FF = flip_classifier_tool(input_dir=input_dir,
                          output_file=model_path,
                          max_frames=max_frames,
                          clean_parameters=clean_parameters,
                          continuous_slider_update=continuous_slider_update,
                          launch_gui=launch_gui)

**Instructions:**
- **Run the following cell** to launch the Data Labeller GUI.
- **Select the target session from the dropdown menu** and start labeling.
- **Drag the slider** to select a frame index to preview.
- **Click `Start Range`** to starting selecting the range. **Drag the slider** to the end of the range. **Click `Facing Left` or `Facing Right`** to specify the correct orientation for the range of frames. After specifying the orientation, the selected frames will be added to the dataset used to train the model.
- **Click `Cancel Select`** to cancel the selection.

**Note**: The `Current Total Selected` section turns green when there are enough labeled frames to train the model. If your frame selection was interrupted for any reason, and you would like to relaunch the tool with all of your previously selected frame ranges, uncomment the code in the following cell and run the cell.

If two frame ranges are selected with overlapping frames, the training set will only include the unique selected indices, removing duplicates. 


In [None]:
FF.interactive_launch_frame_selector()

## Prepare Train-Validation Datasets
This cell splits your dataset into train/validation sets and displays images in the datasets.

Upon completion, the cell will plot a 2x2 grid. The left column contains the correctly flipped examples of the data. The right column contains the incorrect examples. The bottom row contains the y-axis flip versions of the top row.

Ensure that only the plotted frames in the __left__ column show the rodent is pointed to the right.

**Instructions:**
- **Run the following cell** to split your dataset into train/validation sets to train the flip classifier.

### [Dataset content]
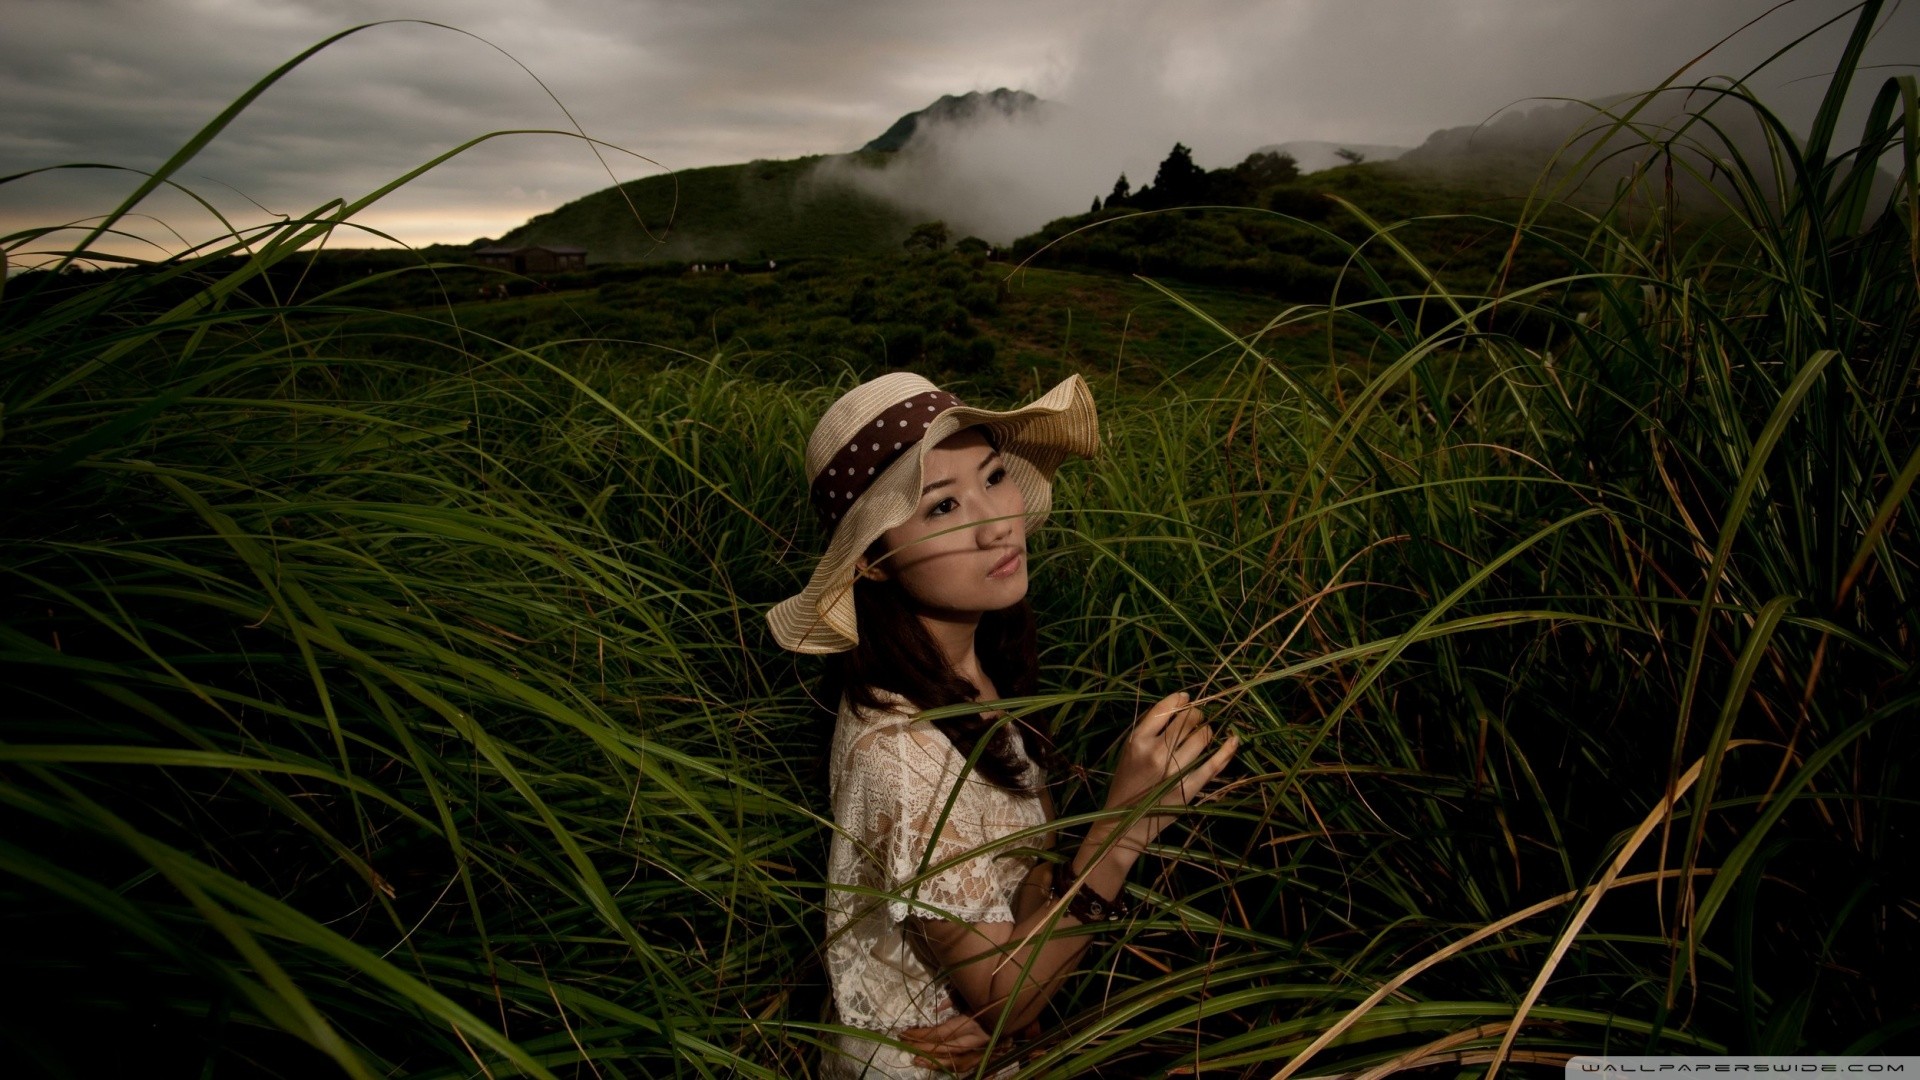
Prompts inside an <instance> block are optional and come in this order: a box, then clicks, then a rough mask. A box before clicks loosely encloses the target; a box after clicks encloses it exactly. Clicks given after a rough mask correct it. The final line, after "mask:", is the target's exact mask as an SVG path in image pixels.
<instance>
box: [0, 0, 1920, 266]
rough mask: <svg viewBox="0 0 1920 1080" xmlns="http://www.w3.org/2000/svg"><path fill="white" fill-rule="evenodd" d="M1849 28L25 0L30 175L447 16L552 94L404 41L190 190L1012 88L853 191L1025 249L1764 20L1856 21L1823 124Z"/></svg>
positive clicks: (160, 209) (1555, 3) (970, 10)
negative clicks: (1192, 168)
mask: <svg viewBox="0 0 1920 1080" xmlns="http://www.w3.org/2000/svg"><path fill="white" fill-rule="evenodd" d="M1847 12H1849V4H1845V0H1795V2H1791V4H1786V6H1780V8H1778V10H1774V6H1772V4H1766V2H1759V0H1688V2H1686V4H1674V2H1672V0H1428V2H1411V0H1177V2H1175V0H1054V2H1046V4H1035V2H1033V0H973V2H970V4H948V2H935V0H899V2H889V4H866V2H856V0H699V2H695V0H0V25H6V29H8V33H6V35H0V106H4V108H0V175H6V173H13V171H25V169H36V167H46V165H58V163H63V161H106V163H117V165H129V167H132V169H152V167H156V165H159V163H161V161H165V160H167V156H171V154H173V150H177V148H179V146H180V144H182V142H186V138H190V136H192V133H194V131H196V129H198V127H200V125H202V123H205V121H207V119H211V117H213V115H217V113H219V111H221V108H225V106H227V104H228V102H232V100H234V98H236V96H238V94H240V92H244V90H246V88H248V86H250V85H252V83H253V81H255V79H259V77H261V75H265V73H267V71H271V69H273V67H275V65H278V63H280V61H284V60H286V58H290V56H294V54H298V52H300V50H303V48H307V46H311V44H315V42H317V40H321V38H323V37H326V35H330V33H336V31H340V29H346V27H348V25H353V23H357V21H363V19H374V17H420V19H436V21H442V23H453V25H459V27H463V29H468V31H472V33H476V35H480V37H484V38H486V42H492V44H497V46H501V48H505V50H509V52H511V54H513V58H515V60H516V61H520V63H524V65H526V71H522V69H520V67H516V65H515V60H507V58H505V56H501V54H499V52H495V50H493V48H490V44H484V42H480V40H474V38H470V37H463V35H455V33H447V31H444V29H436V27H426V25H419V23H409V25H386V27H376V29H372V31H367V33H361V35H353V37H351V38H348V40H344V42H340V44H336V46H332V48H328V50H326V52H323V54H321V56H317V58H313V60H311V61H307V63H305V65H301V67H300V69H298V71H296V73H294V75H290V77H288V79H286V81H284V83H282V85H278V86H275V88H273V90H269V92H267V94H263V96H261V98H259V100H257V102H255V104H253V106H252V108H250V110H248V111H246V113H244V115H242V117H240V119H238V121H236V123H234V125H232V127H230V129H228V131H227V133H223V135H221V136H219V138H217V140H215V142H213V144H211V146H207V148H205V152H204V154H202V156H200V158H198V160H196V161H194V163H192V165H190V167H188V169H186V171H184V173H182V175H180V183H184V184H190V186H194V188H196V190H200V192H204V194H207V196H209V198H213V200H215V204H217V206H219V208H221V209H223V211H230V213H236V215H238V217H240V219H259V215H261V213H263V211H259V209H255V208H253V206H252V204H250V202H248V200H255V202H259V204H263V206H265V208H267V209H271V211H275V213H300V211H301V209H305V208H313V206H319V204H323V202H326V200H330V198H336V196H348V198H351V196H357V194H361V192H367V190H371V188H374V186H378V184H380V183H384V181H388V179H392V177H397V175H399V173H403V171H407V169H411V167H415V165H419V163H420V161H424V160H426V158H430V156H434V154H438V152H442V150H447V148H451V146H457V144H461V142H463V140H468V138H474V136H478V135H482V133H488V131H499V129H570V127H572V121H574V119H578V123H580V125H582V127H584V129H586V131H588V133H589V135H593V136H597V138H605V140H609V142H612V144H618V146H624V148H628V150H634V152H637V154H645V156H649V158H653V160H657V161H659V163H660V165H664V167H672V169H687V167H699V165H724V163H737V161H749V160H755V158H797V156H806V154H835V152H845V150H852V148H856V146H860V144H862V142H864V140H868V138H874V136H876V135H879V133H881V131H885V127H887V125H889V123H891V121H893V119H895V117H899V115H902V113H908V111H914V110H920V108H925V106H927V104H929V102H931V100H935V98H939V96H941V94H964V92H968V90H993V88H996V86H1010V88H1023V90H1031V92H1035V94H1039V96H1041V98H1044V100H1048V102H1052V104H1054V106H1056V108H1052V110H1048V111H1046V113H1044V115H1039V117H1031V121H1014V123H987V125H983V127H970V129H950V131H941V129H935V131H927V133H924V140H922V144H920V146H914V148H912V152H910V154H902V158H900V161H897V169H889V171H887V173H883V175H851V177H841V179H851V181H856V183H866V184H874V186H876V190H881V194H885V196H887V198H891V200H897V202H900V204H902V206H908V208H910V211H912V213H916V215H922V217H945V219H948V221H950V223H952V225H954V227H956V229H962V231H964V233H977V234H981V236H987V238H1002V240H1004V238H1008V236H1010V234H1014V233H1021V231H1027V229H1033V227H1035V225H1039V223H1043V221H1046V219H1050V217H1056V215H1062V213H1075V211H1081V209H1085V208H1087V204H1089V202H1091V200H1092V196H1094V194H1104V192H1106V190H1108V188H1110V186H1112V183H1114V177H1117V175H1119V173H1121V171H1125V173H1127V177H1129V179H1131V181H1133V183H1135V184H1140V183H1146V181H1150V179H1152V173H1154V167H1156V165H1158V161H1160V160H1162V158H1164V156H1165V154H1167V150H1169V148H1171V146H1173V142H1175V140H1179V142H1185V144H1187V146H1190V148H1192V150H1194V160H1196V161H1198V163H1200V165H1204V167H1221V165H1231V163H1235V161H1238V160H1240V158H1244V156H1246V154H1248V152H1252V150H1256V148H1261V146H1269V144H1279V142H1290V140H1323V142H1331V144H1356V142H1357V144H1390V146H1417V144H1419V142H1421V140H1425V138H1427V135H1428V133H1432V131H1436V129H1444V127H1455V125H1476V123H1480V121H1484V119H1488V117H1494V115H1498V113H1501V111H1503V110H1509V108H1524V106H1526V104H1528V102H1530V100H1534V98H1540V96H1553V94H1567V96H1582V98H1586V96H1599V94H1613V92H1622V90H1634V88H1644V86H1651V85H1655V83H1659V81H1661V79H1665V77H1667V75H1670V73H1672V71H1676V69H1680V67H1684V65H1686V63H1688V61H1690V60H1693V58H1695V56H1697V54H1701V52H1705V50H1709V48H1711V46H1715V42H1716V40H1720V38H1722V37H1726V35H1730V33H1734V31H1740V27H1741V25H1743V23H1747V21H1749V19H1755V17H1759V15H1763V13H1764V17H1761V19H1759V23H1757V25H1753V27H1749V29H1745V31H1740V35H1738V37H1736V38H1734V40H1732V42H1728V44H1726V46H1722V48H1720V50H1718V52H1716V54H1715V56H1711V58H1709V60H1705V61H1701V63H1699V67H1697V69H1695V71H1699V73H1707V71H1722V73H1724V71H1732V73H1743V71H1747V69H1749V67H1751V65H1753V63H1757V61H1759V60H1763V58H1764V56H1766V54H1770V52H1772V50H1776V48H1780V46H1784V44H1786V42H1788V40H1791V38H1793V37H1797V35H1803V33H1809V31H1812V29H1814V27H1818V25H1820V23H1822V21H1824V19H1836V17H1837V19H1841V23H1839V25H1837V27H1834V29H1828V31H1824V33H1820V35H1818V37H1816V38H1814V40H1811V42H1807V44H1805V46H1801V48H1799V50H1795V54H1793V56H1791V58H1789V60H1788V61H1786V63H1780V65H1776V67H1772V69H1770V71H1768V73H1766V75H1763V77H1761V79H1759V81H1757V83H1755V88H1757V90H1759V92H1761V94H1763V96H1766V98H1768V100H1774V102H1780V104H1782V108H1784V110H1786V111H1788V113H1789V117H1791V119H1793V121H1795V123H1805V119H1807V117H1811V115H1812V102H1814V100H1816V96H1818V90H1820V86H1822V83H1820V75H1822V73H1824V71H1826V69H1830V67H1832V63H1834V58H1836V56H1837V52H1839V44H1841V42H1843V37H1845V29H1847V15H1845V13H1847ZM1914 56H1920V4H1905V6H1889V10H1887V13H1885V17H1884V27H1882V33H1880V37H1878V40H1876V42H1874V44H1872V48H1870V50H1868V56H1866V65H1870V67H1872V65H1884V67H1874V69H1868V71H1864V73H1862V92H1860V94H1862V96H1868V94H1870V92H1872V88H1874V85H1878V81H1880V79H1884V77H1887V75H1893V73H1910V71H1912V58H1914ZM528 71H532V73H534V75H538V77H540V79H541V81H545V85H547V86H549V88H551V90H553V94H555V96H557V98H559V100H561V102H564V106H566V110H570V117H568V113H563V111H561V110H559V108H557V106H555V102H553V100H551V98H547V94H545V90H543V88H541V86H540V85H536V83H534V81H532V79H530V77H528ZM609 165H611V171H609V167H603V165H601V161H599V160H595V156H593V154H591V152H589V150H588V148H586V146H584V144H582V142H578V140H572V138H563V136H511V138H499V140H492V142H486V144H484V146H478V148H474V150H470V152H467V154H463V156H461V158H459V160H455V161H451V163H447V165H442V167H440V169H434V171H432V173H428V175H426V177H422V179H420V181H415V183H411V184H407V186H405V188H401V190H399V192H396V194H392V196H388V198H386V200H382V202H380V204H378V206H376V208H374V209H371V211H367V213H365V215H363V217H361V221H363V223H365V225H372V227H380V229H386V231H388V233H392V236H394V238H397V240H403V242H411V244H426V242H440V240H451V242H465V240H472V238H476V236H482V234H492V236H497V234H501V233H505V231H507V229H513V227H515V225H518V223H522V221H526V219H528V217H530V215H534V213H541V211H545V209H553V208H555V206H559V204H563V202H566V200H572V198H580V196H584V194H588V192H593V190H597V188H603V186H607V184H611V183H614V181H616V179H618V181H624V179H636V177H645V175H653V173H657V169H655V167H651V165H647V163H643V161H639V160H636V158H628V156H620V154H609ZM824 179H828V181H831V179H833V177H824ZM134 183H136V177H129V175H125V173H119V175H115V173H104V171H88V173H58V175H40V177H33V179H27V181H15V183H10V184H4V186H0V234H6V233H12V231H19V229H31V227H36V225H48V223H52V221H67V219H81V217H88V215H96V213H102V211H104V209H108V208H111V206H113V204H115V202H117V198H119V196H121V194H125V192H127V190H131V188H132V184H134ZM179 206H180V213H179V217H177V219H175V221H169V223H177V225H179V227H180V229H184V231H188V233H192V231H194V229H200V234H205V229H207V227H209V223H207V221H205V215H204V211H200V209H198V208H196V206H192V204H186V202H184V200H182V202H180V204H179ZM163 208H165V204H163V202H159V204H156V206H154V208H150V209H154V211H156V213H159V211H161V209H163ZM129 227H131V229H146V227H148V225H146V223H140V221H129ZM152 234H154V236H156V242H165V244H171V242H173V240H171V236H169V234H167V233H165V231H163V229H157V227H156V229H152ZM344 242H355V244H359V242H382V240H380V238H378V236H353V238H351V240H348V238H344ZM148 254H152V252H148Z"/></svg>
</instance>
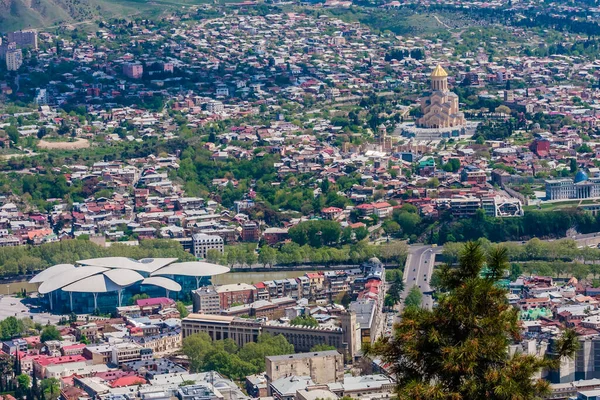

### [To do]
a. Answer these questions using the flip classifier passage:
(i) After you specify the orientation for a range, what happens to the selected frames?
(ii) What does the `Current Total Selected` section do when enough frames have been labeled to train the model?
(iii) In the 2x2 grid plotted after the split, what does the bottom row contain?
Mark your answers (i), (ii), and (iii), one per line.
b. From the flip classifier passage, extract the text from "If two frame" up to and including "in the datasets." without any changes.
c. Continue the flip classifier passage, starting right after its last line.

### [Answers per task]
a.
(i) They are added to the dataset used to train the model.
(ii) It turns green.
(iii) The y-axis flip versions of the top row.

b.
If two frame ranges are selected with overlapping frames, the training set will only include the unique selected indices, removing duplicates. 


In [None]:
FF.interactive_launch_frame_selector()

## Prepare Train-Validation Datasets
This cell splits your dataset into train/validation sets and displays images in the datasets.

c.
- **Specify the percentage for train/validation split** in `test_size`, and the default value is 20, meaning 20\% of the data is used as the validation dataset.
- If you want to preview the training dataset, **set `plot_examples` to `True`.** 




In [None]:
test_size = 20 # percent train/validation split
plot_examples = False # Set plot_examples to True to display the training data.

FF.prepare_datasets(test_size, plot_examples=plot_examples)

## Fit or Evaluate the Flip Classifier Model

The following cell train a random forest classifier model with the data, determine the flip classifier's accuracy and then save the model to your desired output path.

**Instructions:**
- **Specify the maximum depth of the tree**.  Increase this value if your data includes larger amounts of variability and you want to increase model complexity. Variability can arise from obstructions, different rodent sizes, larger crop sizes, etc. **Please be mindful of over-fitting**.
- **Specify the number of parallel jobs** to run `fit()` and `predict()`.
- **Set the `train` variable to `True`** if you want to train a new model with the selected data, otherwise, it will only evaluate the model on the selected data.
- **Run the following cell** to fit or evaluate the flip classifier model.

In [None]:
max_depth = 6 
         
n_jobs = 4
verbose = 0 # levels of verbosity: [0, 1, 2]
train = True

FF.train_and_evaluate_model(n_jobs=n_jobs,
                            max_depth=max_depth,
                            verbose=verbose,
                            train=train)

## Correct Extracted Dataset Using Train Flip Classifier Model

Use a pre-trained flip classifier model to correct extractions in your dataset that may have frames where the rodent is incorrectly flipped.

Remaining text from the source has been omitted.